Data provided:
============
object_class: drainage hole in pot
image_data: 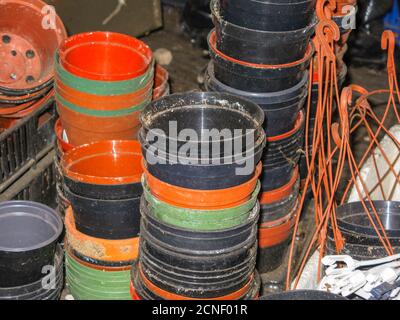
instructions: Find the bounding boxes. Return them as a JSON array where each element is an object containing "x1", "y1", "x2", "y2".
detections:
[
  {"x1": 26, "y1": 50, "x2": 35, "y2": 59},
  {"x1": 10, "y1": 50, "x2": 17, "y2": 56},
  {"x1": 2, "y1": 35, "x2": 11, "y2": 44},
  {"x1": 26, "y1": 75, "x2": 35, "y2": 83}
]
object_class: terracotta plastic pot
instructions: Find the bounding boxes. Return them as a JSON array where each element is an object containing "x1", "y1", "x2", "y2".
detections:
[
  {"x1": 59, "y1": 32, "x2": 153, "y2": 81},
  {"x1": 65, "y1": 207, "x2": 139, "y2": 262},
  {"x1": 153, "y1": 65, "x2": 170, "y2": 100},
  {"x1": 259, "y1": 167, "x2": 300, "y2": 205},
  {"x1": 0, "y1": 0, "x2": 67, "y2": 93},
  {"x1": 54, "y1": 119, "x2": 74, "y2": 154},
  {"x1": 57, "y1": 100, "x2": 142, "y2": 145},
  {"x1": 61, "y1": 140, "x2": 143, "y2": 187},
  {"x1": 55, "y1": 76, "x2": 153, "y2": 111},
  {"x1": 143, "y1": 161, "x2": 262, "y2": 210},
  {"x1": 55, "y1": 53, "x2": 155, "y2": 96}
]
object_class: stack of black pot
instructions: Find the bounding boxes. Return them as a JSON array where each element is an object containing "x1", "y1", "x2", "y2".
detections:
[
  {"x1": 205, "y1": 0, "x2": 316, "y2": 274},
  {"x1": 131, "y1": 92, "x2": 265, "y2": 300}
]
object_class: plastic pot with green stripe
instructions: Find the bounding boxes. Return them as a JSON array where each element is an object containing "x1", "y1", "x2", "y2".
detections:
[
  {"x1": 142, "y1": 177, "x2": 261, "y2": 231},
  {"x1": 55, "y1": 53, "x2": 155, "y2": 96},
  {"x1": 66, "y1": 252, "x2": 132, "y2": 300}
]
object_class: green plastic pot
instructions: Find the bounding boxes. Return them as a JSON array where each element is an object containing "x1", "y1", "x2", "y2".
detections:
[
  {"x1": 142, "y1": 178, "x2": 261, "y2": 231},
  {"x1": 55, "y1": 53, "x2": 155, "y2": 96},
  {"x1": 65, "y1": 253, "x2": 131, "y2": 300}
]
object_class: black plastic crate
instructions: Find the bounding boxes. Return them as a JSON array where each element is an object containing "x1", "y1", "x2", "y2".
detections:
[
  {"x1": 0, "y1": 98, "x2": 57, "y2": 191},
  {"x1": 0, "y1": 150, "x2": 57, "y2": 208}
]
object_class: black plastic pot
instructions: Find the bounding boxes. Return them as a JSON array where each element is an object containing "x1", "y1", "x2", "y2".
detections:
[
  {"x1": 242, "y1": 271, "x2": 261, "y2": 300},
  {"x1": 65, "y1": 187, "x2": 141, "y2": 240},
  {"x1": 260, "y1": 290, "x2": 347, "y2": 300},
  {"x1": 131, "y1": 261, "x2": 163, "y2": 300},
  {"x1": 205, "y1": 62, "x2": 308, "y2": 136},
  {"x1": 327, "y1": 201, "x2": 400, "y2": 260},
  {"x1": 140, "y1": 261, "x2": 253, "y2": 299},
  {"x1": 261, "y1": 162, "x2": 297, "y2": 192},
  {"x1": 263, "y1": 110, "x2": 305, "y2": 167},
  {"x1": 0, "y1": 202, "x2": 63, "y2": 288},
  {"x1": 140, "y1": 199, "x2": 259, "y2": 253},
  {"x1": 212, "y1": 0, "x2": 316, "y2": 64},
  {"x1": 260, "y1": 192, "x2": 299, "y2": 224},
  {"x1": 63, "y1": 176, "x2": 143, "y2": 201},
  {"x1": 140, "y1": 236, "x2": 257, "y2": 272},
  {"x1": 140, "y1": 128, "x2": 265, "y2": 190},
  {"x1": 218, "y1": 0, "x2": 316, "y2": 32},
  {"x1": 0, "y1": 244, "x2": 63, "y2": 300},
  {"x1": 257, "y1": 239, "x2": 290, "y2": 274},
  {"x1": 140, "y1": 92, "x2": 264, "y2": 157},
  {"x1": 208, "y1": 30, "x2": 314, "y2": 93},
  {"x1": 140, "y1": 242, "x2": 257, "y2": 284}
]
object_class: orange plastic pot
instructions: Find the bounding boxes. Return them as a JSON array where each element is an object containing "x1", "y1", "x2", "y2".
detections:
[
  {"x1": 61, "y1": 140, "x2": 143, "y2": 185},
  {"x1": 59, "y1": 32, "x2": 153, "y2": 81},
  {"x1": 153, "y1": 65, "x2": 169, "y2": 100},
  {"x1": 138, "y1": 264, "x2": 253, "y2": 300},
  {"x1": 55, "y1": 119, "x2": 74, "y2": 154},
  {"x1": 259, "y1": 166, "x2": 299, "y2": 205},
  {"x1": 130, "y1": 282, "x2": 141, "y2": 300},
  {"x1": 0, "y1": 90, "x2": 53, "y2": 118},
  {"x1": 57, "y1": 101, "x2": 142, "y2": 145},
  {"x1": 65, "y1": 207, "x2": 139, "y2": 262},
  {"x1": 258, "y1": 213, "x2": 296, "y2": 248},
  {"x1": 0, "y1": 0, "x2": 67, "y2": 91},
  {"x1": 143, "y1": 161, "x2": 262, "y2": 210},
  {"x1": 55, "y1": 76, "x2": 153, "y2": 111}
]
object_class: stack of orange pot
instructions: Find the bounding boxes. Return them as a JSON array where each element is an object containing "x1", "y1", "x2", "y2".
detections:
[
  {"x1": 0, "y1": 0, "x2": 66, "y2": 123},
  {"x1": 61, "y1": 140, "x2": 143, "y2": 300},
  {"x1": 131, "y1": 92, "x2": 265, "y2": 300},
  {"x1": 55, "y1": 31, "x2": 154, "y2": 146}
]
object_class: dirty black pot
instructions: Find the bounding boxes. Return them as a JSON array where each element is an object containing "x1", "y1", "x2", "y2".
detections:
[
  {"x1": 208, "y1": 30, "x2": 314, "y2": 93},
  {"x1": 140, "y1": 242, "x2": 256, "y2": 285},
  {"x1": 0, "y1": 202, "x2": 63, "y2": 288},
  {"x1": 263, "y1": 110, "x2": 305, "y2": 168},
  {"x1": 0, "y1": 244, "x2": 63, "y2": 300},
  {"x1": 212, "y1": 0, "x2": 316, "y2": 64},
  {"x1": 260, "y1": 192, "x2": 299, "y2": 224},
  {"x1": 65, "y1": 187, "x2": 141, "y2": 240},
  {"x1": 260, "y1": 290, "x2": 347, "y2": 300},
  {"x1": 140, "y1": 92, "x2": 264, "y2": 158},
  {"x1": 218, "y1": 0, "x2": 316, "y2": 32},
  {"x1": 327, "y1": 201, "x2": 400, "y2": 260},
  {"x1": 63, "y1": 176, "x2": 143, "y2": 201},
  {"x1": 140, "y1": 128, "x2": 265, "y2": 190},
  {"x1": 205, "y1": 62, "x2": 308, "y2": 136},
  {"x1": 140, "y1": 236, "x2": 257, "y2": 272},
  {"x1": 257, "y1": 239, "x2": 290, "y2": 274},
  {"x1": 140, "y1": 261, "x2": 254, "y2": 299},
  {"x1": 69, "y1": 247, "x2": 135, "y2": 268},
  {"x1": 141, "y1": 197, "x2": 259, "y2": 252}
]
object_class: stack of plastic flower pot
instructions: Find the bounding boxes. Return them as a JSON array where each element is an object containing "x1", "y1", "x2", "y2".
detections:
============
What you should do: Scan the records above for the string "plastic", then select every line that holds it.

Expected output:
object_class: terracotta plastic pot
object_class: plastic pot with green stripe
object_class: green plastic pot
object_class: black plastic crate
object_class: black plastic pot
object_class: orange plastic pot
object_class: stack of plastic flower pot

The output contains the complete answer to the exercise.